TASK STATEMENT
Rewrite the records from their first line through the line containing "top-left (164, 0), bottom-right (226, 84)", substituting "thick foliage" for "dense foliage" and leaving everything else as it is.
[start]
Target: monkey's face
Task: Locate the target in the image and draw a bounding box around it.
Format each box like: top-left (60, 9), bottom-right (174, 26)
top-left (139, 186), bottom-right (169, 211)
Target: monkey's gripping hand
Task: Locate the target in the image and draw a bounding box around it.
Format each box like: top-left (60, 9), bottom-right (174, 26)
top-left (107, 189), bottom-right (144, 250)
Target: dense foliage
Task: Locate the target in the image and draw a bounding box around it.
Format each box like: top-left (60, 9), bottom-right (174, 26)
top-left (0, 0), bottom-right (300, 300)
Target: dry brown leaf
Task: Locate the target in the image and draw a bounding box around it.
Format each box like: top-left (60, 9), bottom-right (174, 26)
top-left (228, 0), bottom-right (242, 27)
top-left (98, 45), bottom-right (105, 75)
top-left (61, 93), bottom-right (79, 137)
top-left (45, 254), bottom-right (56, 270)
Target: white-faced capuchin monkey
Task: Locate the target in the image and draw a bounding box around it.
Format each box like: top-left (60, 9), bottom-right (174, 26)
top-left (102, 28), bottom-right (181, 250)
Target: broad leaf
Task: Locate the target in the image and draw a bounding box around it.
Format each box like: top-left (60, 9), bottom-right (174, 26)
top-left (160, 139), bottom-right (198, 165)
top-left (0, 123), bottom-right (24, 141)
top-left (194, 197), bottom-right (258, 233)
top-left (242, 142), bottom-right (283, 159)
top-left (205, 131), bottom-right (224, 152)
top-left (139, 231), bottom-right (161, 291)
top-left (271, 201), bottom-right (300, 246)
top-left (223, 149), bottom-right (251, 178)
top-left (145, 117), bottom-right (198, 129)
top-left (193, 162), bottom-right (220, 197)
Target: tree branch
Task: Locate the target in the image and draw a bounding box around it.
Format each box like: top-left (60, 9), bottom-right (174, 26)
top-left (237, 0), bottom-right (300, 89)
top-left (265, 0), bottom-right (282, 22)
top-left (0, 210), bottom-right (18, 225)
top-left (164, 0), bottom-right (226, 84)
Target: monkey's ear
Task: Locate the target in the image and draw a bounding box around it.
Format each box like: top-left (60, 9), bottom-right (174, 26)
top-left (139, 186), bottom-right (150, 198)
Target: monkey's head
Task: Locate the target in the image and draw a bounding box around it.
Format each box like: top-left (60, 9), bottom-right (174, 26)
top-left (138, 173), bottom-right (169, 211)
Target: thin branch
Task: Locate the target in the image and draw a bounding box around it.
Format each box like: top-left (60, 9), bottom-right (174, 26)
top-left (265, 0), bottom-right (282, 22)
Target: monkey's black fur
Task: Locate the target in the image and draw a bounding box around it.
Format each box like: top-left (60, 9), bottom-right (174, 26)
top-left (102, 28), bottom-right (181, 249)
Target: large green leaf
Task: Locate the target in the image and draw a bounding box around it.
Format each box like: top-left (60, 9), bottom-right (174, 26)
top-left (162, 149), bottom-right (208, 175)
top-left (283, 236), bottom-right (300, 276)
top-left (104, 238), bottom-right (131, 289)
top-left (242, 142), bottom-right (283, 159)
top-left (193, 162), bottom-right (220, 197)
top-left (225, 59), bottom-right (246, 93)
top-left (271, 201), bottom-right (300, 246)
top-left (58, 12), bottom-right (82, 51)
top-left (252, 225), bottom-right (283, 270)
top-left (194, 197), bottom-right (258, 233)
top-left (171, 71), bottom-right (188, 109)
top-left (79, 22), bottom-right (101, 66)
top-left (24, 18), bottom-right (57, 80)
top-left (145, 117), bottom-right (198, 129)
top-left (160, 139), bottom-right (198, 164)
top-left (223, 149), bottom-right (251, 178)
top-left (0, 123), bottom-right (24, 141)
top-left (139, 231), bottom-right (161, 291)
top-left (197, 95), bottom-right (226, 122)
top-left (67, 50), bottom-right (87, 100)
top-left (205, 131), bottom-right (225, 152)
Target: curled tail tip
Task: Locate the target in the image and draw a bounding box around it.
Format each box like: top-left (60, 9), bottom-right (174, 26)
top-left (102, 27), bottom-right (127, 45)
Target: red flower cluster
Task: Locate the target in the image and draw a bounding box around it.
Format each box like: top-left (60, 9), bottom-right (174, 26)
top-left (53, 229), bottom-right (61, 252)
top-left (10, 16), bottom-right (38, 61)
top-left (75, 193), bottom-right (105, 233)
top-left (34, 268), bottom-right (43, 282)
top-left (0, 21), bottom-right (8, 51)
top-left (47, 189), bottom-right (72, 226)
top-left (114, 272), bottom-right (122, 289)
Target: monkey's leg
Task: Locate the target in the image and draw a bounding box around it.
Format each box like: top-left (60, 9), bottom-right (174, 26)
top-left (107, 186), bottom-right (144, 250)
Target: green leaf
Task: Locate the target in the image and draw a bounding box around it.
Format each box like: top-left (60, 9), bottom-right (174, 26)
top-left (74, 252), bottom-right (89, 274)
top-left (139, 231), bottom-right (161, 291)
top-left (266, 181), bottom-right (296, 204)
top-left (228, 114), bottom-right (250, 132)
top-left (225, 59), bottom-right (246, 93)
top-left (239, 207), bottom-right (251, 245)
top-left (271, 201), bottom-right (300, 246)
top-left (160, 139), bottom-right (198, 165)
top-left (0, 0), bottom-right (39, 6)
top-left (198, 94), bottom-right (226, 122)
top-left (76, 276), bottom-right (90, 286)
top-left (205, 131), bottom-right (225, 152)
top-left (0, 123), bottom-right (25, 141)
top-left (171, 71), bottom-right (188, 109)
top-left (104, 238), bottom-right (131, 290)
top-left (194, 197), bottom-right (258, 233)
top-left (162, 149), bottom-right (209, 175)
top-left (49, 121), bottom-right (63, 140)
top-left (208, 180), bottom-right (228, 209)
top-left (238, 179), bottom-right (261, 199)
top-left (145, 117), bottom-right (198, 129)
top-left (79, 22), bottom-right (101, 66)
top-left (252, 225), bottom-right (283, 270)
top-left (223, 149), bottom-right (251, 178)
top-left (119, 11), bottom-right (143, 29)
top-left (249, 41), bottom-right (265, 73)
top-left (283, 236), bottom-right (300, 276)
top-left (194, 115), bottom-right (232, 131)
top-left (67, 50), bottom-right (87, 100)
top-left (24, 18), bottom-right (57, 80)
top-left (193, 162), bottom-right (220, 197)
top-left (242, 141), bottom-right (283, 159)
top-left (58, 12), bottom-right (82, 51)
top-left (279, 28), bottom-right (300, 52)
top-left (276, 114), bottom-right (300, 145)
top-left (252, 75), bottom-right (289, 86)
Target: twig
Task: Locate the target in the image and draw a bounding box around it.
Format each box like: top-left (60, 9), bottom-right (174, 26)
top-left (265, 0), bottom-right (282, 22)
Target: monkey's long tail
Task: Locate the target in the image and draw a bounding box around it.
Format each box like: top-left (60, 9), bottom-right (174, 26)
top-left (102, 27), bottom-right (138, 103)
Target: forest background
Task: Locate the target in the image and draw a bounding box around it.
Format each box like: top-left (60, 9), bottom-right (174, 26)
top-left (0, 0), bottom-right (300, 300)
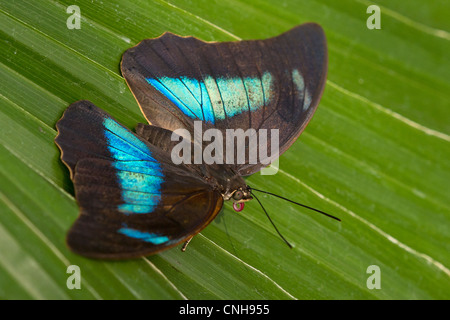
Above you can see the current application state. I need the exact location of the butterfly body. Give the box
[55,24,327,259]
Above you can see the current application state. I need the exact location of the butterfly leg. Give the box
[181,236,194,252]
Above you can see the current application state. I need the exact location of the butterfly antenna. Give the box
[250,191,292,249]
[250,188,341,221]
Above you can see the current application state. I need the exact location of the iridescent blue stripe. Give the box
[103,118,164,214]
[146,72,273,124]
[117,227,169,245]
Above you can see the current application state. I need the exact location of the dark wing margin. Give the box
[55,101,223,259]
[121,23,328,175]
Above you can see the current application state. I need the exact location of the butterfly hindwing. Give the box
[56,101,223,259]
[121,23,327,175]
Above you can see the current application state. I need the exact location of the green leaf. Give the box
[0,0,450,299]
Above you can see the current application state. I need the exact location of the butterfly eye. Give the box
[233,190,244,200]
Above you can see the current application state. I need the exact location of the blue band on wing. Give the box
[103,118,164,214]
[117,227,169,245]
[146,72,273,124]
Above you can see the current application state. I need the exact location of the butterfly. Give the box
[55,23,327,259]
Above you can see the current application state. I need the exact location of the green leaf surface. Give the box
[0,0,450,299]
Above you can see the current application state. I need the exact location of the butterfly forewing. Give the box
[121,23,327,175]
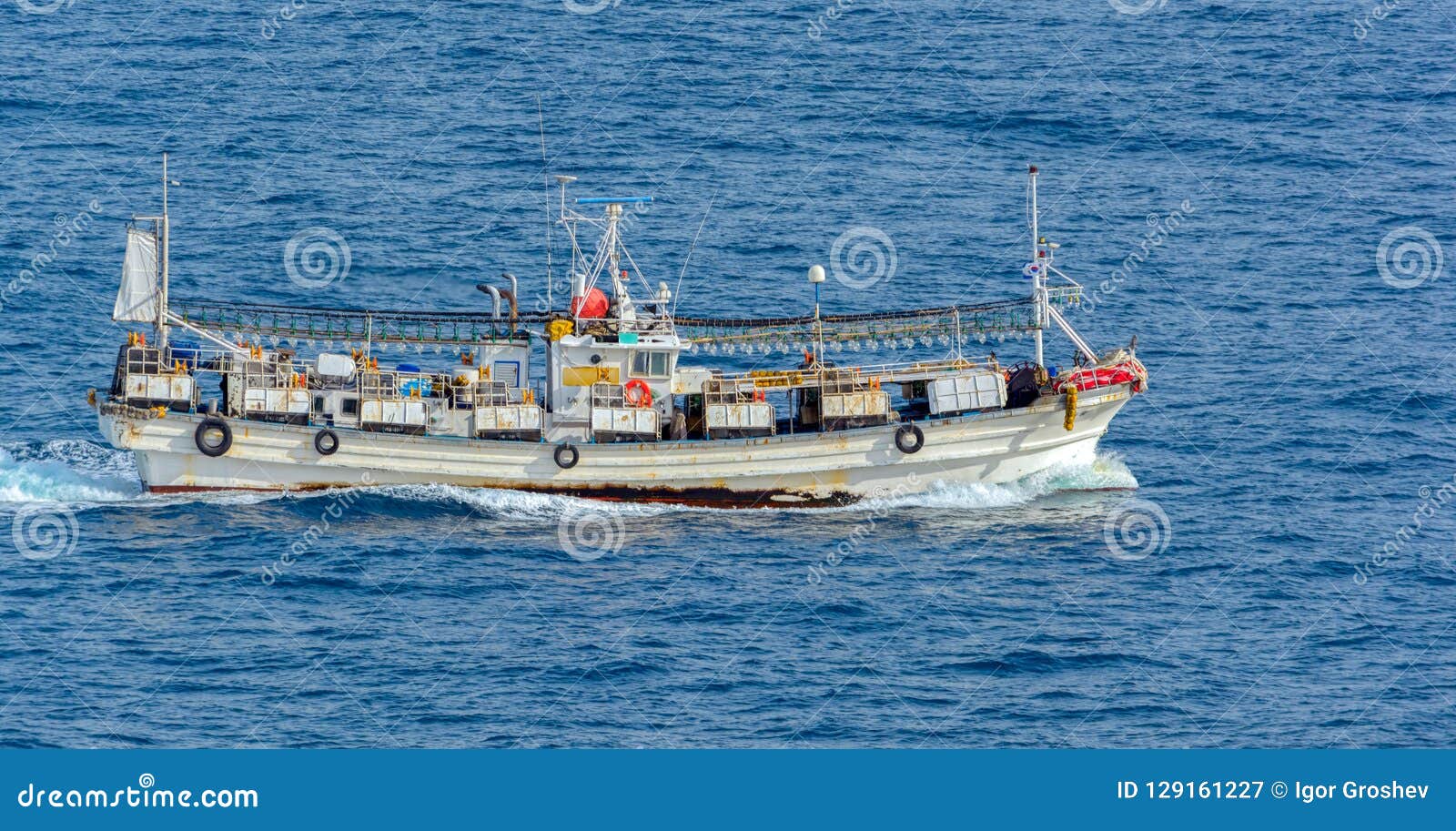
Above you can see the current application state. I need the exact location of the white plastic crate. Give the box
[703,403,774,430]
[592,408,657,435]
[926,370,1006,415]
[359,400,425,426]
[821,390,890,419]
[475,405,541,432]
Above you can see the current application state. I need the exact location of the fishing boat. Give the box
[90,158,1148,506]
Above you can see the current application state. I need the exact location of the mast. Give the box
[1026,165,1046,367]
[157,151,172,352]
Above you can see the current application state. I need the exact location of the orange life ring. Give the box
[622,379,652,408]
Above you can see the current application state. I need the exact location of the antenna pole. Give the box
[539,96,553,311]
[157,153,172,350]
[1026,165,1046,367]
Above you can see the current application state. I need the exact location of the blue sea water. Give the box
[0,0,1456,746]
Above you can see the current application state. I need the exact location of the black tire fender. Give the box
[895,423,925,455]
[192,416,233,459]
[551,442,581,470]
[313,430,339,455]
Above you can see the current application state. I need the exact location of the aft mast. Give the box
[1026,165,1046,367]
[157,151,172,350]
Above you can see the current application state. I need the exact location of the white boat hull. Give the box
[100,384,1130,506]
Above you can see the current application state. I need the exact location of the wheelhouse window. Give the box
[632,352,670,379]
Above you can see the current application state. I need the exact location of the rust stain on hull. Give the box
[147,481,861,508]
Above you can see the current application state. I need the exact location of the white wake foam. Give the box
[0,440,141,505]
[849,452,1138,510]
[0,440,1138,521]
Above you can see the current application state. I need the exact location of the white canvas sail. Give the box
[111,228,157,323]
[end]
EXPECTED ANSWER
Target: monkey's face
Task: Locate the target in the image and draw a bounding box around it.
Format each box like: top-left (60, 9), bottom-right (174, 26)
top-left (139, 186), bottom-right (169, 211)
Target: monkey's gripping hand
Task: Locate the target in the image and draw a bounding box around it.
Format each box like: top-left (60, 9), bottom-right (174, 26)
top-left (107, 189), bottom-right (144, 250)
Target: thick foliage
Task: Locate the target in the image and draw a bounding box around it.
Format each box like: top-left (60, 9), bottom-right (174, 26)
top-left (0, 0), bottom-right (300, 300)
Target: dry brown leaf
Task: Locate the target in the image and draw a bounding box around it.
Format each box like: top-left (60, 9), bottom-right (174, 26)
top-left (228, 0), bottom-right (242, 27)
top-left (98, 45), bottom-right (105, 75)
top-left (61, 93), bottom-right (79, 137)
top-left (45, 254), bottom-right (56, 270)
Target: white-faced capuchin monkey
Task: Locate the target in the image and draw a bounding box around it.
Format each box like: top-left (60, 9), bottom-right (174, 26)
top-left (102, 28), bottom-right (181, 250)
Target: broad leaf
Task: Locate the target in the image and draw a bounding box around it.
Format each box like: top-left (60, 9), bottom-right (174, 26)
top-left (160, 139), bottom-right (198, 165)
top-left (0, 123), bottom-right (24, 141)
top-left (194, 197), bottom-right (258, 233)
top-left (242, 142), bottom-right (283, 159)
top-left (205, 131), bottom-right (224, 152)
top-left (139, 231), bottom-right (161, 291)
top-left (271, 201), bottom-right (300, 246)
top-left (223, 149), bottom-right (251, 178)
top-left (145, 117), bottom-right (198, 129)
top-left (193, 162), bottom-right (220, 197)
Target: tree branch
Task: Locate the target in the image and draw a bounding box around it.
Format each box like: top-left (60, 9), bottom-right (174, 26)
top-left (237, 0), bottom-right (300, 89)
top-left (265, 0), bottom-right (282, 22)
top-left (0, 210), bottom-right (18, 225)
top-left (164, 0), bottom-right (226, 84)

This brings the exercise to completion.